**Items:**
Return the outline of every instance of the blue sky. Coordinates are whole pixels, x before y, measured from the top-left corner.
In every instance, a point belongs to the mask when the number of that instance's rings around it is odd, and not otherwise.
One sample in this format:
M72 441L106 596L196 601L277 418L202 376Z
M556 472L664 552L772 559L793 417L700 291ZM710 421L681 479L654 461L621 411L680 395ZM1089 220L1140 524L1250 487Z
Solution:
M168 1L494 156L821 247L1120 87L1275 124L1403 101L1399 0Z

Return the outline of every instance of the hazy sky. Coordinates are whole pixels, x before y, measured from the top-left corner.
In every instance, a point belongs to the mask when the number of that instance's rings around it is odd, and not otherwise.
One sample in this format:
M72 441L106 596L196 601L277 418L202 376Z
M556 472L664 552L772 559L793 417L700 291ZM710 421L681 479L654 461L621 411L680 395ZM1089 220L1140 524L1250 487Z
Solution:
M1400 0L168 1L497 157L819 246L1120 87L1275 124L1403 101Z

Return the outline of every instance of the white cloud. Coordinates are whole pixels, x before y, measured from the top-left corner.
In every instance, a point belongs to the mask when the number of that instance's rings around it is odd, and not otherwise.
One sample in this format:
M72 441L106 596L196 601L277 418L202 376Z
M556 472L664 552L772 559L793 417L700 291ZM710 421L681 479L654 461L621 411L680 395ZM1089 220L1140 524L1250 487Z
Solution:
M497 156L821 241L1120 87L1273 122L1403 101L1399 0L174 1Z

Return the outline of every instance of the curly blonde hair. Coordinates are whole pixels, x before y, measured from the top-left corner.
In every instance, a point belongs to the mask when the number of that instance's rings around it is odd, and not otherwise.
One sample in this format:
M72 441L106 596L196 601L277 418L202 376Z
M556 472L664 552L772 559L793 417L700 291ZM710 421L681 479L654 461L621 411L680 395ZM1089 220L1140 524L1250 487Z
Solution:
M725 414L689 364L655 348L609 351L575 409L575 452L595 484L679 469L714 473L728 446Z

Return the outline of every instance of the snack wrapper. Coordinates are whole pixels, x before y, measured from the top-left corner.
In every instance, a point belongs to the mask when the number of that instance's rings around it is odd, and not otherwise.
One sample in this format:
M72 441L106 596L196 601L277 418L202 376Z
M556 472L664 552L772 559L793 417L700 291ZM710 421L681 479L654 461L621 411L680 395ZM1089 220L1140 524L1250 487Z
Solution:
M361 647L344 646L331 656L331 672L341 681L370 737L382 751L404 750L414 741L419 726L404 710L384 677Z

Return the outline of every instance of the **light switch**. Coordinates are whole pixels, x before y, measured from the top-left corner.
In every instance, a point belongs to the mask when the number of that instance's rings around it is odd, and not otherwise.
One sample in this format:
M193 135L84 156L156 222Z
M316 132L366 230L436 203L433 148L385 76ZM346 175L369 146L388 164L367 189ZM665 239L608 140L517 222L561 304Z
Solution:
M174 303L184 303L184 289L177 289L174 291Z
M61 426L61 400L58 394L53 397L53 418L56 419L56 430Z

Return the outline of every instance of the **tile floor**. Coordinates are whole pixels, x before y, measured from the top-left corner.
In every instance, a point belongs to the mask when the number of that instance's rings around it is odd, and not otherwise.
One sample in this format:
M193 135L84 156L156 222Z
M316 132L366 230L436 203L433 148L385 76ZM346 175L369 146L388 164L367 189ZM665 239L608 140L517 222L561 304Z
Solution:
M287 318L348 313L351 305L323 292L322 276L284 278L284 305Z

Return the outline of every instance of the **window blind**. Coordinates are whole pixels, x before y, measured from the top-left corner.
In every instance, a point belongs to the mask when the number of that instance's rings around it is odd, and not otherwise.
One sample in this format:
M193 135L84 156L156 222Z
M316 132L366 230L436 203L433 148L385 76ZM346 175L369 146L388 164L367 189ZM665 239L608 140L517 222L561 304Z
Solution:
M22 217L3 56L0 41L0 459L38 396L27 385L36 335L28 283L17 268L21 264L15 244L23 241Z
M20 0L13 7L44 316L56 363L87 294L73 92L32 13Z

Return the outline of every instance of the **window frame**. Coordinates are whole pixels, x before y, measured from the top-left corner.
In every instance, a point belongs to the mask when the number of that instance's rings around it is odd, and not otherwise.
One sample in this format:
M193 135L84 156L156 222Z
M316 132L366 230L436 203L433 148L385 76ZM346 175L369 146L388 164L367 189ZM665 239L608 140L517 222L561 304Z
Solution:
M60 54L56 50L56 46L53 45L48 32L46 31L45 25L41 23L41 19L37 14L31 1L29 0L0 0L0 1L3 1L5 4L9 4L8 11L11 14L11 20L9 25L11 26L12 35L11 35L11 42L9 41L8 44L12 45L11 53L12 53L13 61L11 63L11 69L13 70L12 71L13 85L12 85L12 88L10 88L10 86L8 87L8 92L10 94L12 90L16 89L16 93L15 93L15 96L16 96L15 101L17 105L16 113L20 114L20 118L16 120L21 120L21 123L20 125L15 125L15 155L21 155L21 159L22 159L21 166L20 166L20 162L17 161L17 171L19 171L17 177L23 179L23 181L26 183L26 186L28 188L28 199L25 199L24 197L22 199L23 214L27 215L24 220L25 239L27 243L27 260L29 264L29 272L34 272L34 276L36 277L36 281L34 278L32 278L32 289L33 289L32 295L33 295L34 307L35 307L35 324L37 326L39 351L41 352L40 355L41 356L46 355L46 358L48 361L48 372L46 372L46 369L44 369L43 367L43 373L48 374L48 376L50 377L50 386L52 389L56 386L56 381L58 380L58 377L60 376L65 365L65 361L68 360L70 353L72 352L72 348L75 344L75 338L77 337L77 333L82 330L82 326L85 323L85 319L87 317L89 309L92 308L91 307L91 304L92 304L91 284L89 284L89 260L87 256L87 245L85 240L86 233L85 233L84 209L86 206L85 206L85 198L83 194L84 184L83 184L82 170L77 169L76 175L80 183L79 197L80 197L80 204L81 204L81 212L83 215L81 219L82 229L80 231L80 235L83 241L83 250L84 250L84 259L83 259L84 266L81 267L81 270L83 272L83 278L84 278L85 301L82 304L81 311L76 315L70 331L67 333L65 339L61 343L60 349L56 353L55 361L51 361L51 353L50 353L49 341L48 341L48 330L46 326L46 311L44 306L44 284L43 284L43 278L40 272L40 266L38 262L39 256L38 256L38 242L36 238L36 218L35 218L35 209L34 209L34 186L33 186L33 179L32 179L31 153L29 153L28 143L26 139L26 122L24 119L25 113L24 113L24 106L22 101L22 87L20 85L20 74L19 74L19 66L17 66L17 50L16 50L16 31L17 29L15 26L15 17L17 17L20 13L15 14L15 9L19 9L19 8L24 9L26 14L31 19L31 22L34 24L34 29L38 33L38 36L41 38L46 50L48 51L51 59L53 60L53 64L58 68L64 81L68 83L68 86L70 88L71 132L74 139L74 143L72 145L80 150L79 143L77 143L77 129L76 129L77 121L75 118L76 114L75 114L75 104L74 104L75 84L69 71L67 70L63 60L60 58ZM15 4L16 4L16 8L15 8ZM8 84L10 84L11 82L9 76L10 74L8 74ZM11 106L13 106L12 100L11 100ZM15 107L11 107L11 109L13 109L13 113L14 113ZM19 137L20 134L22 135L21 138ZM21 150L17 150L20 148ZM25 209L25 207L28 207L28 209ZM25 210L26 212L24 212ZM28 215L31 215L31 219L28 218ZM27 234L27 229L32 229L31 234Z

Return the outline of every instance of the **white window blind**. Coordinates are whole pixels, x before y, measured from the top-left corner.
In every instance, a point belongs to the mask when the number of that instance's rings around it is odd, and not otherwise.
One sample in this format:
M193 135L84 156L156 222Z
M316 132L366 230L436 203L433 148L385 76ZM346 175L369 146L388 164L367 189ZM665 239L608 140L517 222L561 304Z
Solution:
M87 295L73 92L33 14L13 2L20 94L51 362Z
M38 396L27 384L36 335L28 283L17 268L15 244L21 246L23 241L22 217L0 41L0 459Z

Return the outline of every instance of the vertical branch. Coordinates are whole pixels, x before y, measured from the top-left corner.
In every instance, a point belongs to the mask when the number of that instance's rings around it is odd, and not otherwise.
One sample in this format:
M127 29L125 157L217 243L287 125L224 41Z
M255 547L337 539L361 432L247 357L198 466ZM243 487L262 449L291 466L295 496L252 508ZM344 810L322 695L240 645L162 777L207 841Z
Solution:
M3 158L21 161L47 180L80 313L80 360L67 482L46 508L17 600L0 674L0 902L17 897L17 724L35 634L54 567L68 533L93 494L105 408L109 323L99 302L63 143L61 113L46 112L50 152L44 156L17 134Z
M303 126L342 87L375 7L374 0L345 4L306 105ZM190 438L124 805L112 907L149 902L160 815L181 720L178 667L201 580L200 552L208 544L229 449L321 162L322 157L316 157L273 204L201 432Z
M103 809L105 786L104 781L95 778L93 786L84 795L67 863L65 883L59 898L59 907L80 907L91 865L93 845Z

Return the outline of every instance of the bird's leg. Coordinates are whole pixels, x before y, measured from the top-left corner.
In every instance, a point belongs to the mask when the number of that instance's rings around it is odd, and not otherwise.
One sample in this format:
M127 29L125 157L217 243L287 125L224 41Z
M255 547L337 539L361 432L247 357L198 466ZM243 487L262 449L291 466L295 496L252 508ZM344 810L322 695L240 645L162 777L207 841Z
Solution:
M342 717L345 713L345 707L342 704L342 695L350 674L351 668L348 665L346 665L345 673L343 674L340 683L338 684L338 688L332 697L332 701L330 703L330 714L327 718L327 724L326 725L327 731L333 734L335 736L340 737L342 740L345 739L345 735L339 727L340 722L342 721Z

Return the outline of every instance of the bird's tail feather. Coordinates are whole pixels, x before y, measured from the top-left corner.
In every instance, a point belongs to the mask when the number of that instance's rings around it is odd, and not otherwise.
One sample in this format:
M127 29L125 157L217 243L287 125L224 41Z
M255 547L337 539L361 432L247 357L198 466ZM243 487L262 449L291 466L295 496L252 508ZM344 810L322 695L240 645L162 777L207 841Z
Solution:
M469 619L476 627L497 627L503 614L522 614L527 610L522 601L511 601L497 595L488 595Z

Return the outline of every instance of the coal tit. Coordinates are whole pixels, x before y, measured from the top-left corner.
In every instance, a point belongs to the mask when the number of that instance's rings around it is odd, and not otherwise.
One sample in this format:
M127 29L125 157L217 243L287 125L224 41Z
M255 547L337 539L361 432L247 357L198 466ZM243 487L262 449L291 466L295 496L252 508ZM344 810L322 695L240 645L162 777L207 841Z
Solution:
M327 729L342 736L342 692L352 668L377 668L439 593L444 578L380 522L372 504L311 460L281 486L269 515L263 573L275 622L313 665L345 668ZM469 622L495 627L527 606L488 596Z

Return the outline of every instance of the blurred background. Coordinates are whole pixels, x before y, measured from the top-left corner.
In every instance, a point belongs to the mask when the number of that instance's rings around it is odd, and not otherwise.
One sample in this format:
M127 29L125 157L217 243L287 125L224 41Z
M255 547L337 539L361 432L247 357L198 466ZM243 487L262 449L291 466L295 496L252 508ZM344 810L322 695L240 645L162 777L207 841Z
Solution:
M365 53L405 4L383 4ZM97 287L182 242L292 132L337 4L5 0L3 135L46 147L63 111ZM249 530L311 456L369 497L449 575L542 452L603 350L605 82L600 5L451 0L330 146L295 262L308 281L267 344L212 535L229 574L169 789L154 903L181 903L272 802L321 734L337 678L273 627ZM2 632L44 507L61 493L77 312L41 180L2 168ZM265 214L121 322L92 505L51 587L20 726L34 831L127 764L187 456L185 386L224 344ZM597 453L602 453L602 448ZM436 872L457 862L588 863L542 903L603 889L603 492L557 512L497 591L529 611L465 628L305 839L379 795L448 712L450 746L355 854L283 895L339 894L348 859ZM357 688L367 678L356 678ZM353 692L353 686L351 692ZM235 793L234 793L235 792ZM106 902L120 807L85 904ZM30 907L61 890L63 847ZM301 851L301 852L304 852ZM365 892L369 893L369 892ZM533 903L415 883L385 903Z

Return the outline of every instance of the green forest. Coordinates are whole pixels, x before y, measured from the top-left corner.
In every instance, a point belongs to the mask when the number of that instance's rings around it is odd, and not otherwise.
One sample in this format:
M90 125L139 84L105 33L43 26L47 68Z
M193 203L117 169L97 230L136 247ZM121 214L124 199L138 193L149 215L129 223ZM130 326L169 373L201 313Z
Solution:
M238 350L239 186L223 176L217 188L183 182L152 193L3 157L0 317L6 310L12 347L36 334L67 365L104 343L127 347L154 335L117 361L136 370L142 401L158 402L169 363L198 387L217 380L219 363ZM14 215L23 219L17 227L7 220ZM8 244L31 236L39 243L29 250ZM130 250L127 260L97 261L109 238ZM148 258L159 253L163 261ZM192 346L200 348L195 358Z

**Task description:** Which lines in the records above contain the string "white", with case counting? Copy every such line in full.

**Output for this exercise:**
Return the outline of every instance of the white cloud. Coordinates are whole pixels, x before y, measured from the top-left corner.
Return the outline of every instance of the **white window blind**. Coordinates are whole pixels, x before y, measured from the top-left corner.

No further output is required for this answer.